_What the task requires_
Please lay out each line of the data below as a Markdown table with the columns "Row" and "Data line", leaving out blank lines.

_Contour labeling data_

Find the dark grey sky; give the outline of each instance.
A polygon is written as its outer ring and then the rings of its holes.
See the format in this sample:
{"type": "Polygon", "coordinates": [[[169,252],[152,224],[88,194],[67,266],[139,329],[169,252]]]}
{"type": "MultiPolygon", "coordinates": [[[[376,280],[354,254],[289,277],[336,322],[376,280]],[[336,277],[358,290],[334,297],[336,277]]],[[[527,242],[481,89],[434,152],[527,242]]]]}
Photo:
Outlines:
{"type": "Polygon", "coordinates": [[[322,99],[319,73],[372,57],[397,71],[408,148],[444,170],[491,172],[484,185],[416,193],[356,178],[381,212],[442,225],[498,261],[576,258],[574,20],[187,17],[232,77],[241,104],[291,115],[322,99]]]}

_Solution to this task_
| Row | Data line |
|---|---|
| 1 | Find the dark grey sky; give the outline of each instance. |
| 2 | A polygon is written as its outer ring and then the rings of its holes. |
| 3 | See the format in this sample: |
| 4 | {"type": "Polygon", "coordinates": [[[169,252],[152,224],[88,194],[67,266],[139,329],[169,252]]]} |
| 5 | {"type": "MultiPolygon", "coordinates": [[[[376,280],[354,254],[289,277],[336,322],[376,280]],[[336,277],[358,290],[334,297],[336,277]]],[[[527,242],[481,89],[434,152],[527,242]]]]} |
| 6 | Photo: |
| 7 | Outlines: |
| 8 | {"type": "Polygon", "coordinates": [[[322,99],[319,73],[372,57],[397,71],[408,148],[444,170],[491,172],[484,185],[416,193],[356,178],[381,212],[442,225],[498,261],[576,258],[574,20],[187,17],[232,77],[241,104],[291,115],[322,99]]]} |